>> START LISTING

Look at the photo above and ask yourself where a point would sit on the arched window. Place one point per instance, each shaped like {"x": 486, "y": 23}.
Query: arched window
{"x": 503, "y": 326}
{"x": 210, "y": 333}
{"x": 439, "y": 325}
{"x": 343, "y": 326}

>> END LISTING

## EXERCISE TASK
Reproduce every entry above in full, requests included, and multiply each x and y coordinate in the answers by 0.2, rounding to the nearest whole number with halves rounded up. Leave the numbers in the requests and their format samples as they are.

## SOLUTION FOR THIS PROBLEM
Look at the photo above and ask yourself where a point would sit on the arched window. Place one point per instance, each shaped like {"x": 486, "y": 23}.
Query: arched window
{"x": 101, "y": 65}
{"x": 42, "y": 67}
{"x": 88, "y": 65}
{"x": 69, "y": 65}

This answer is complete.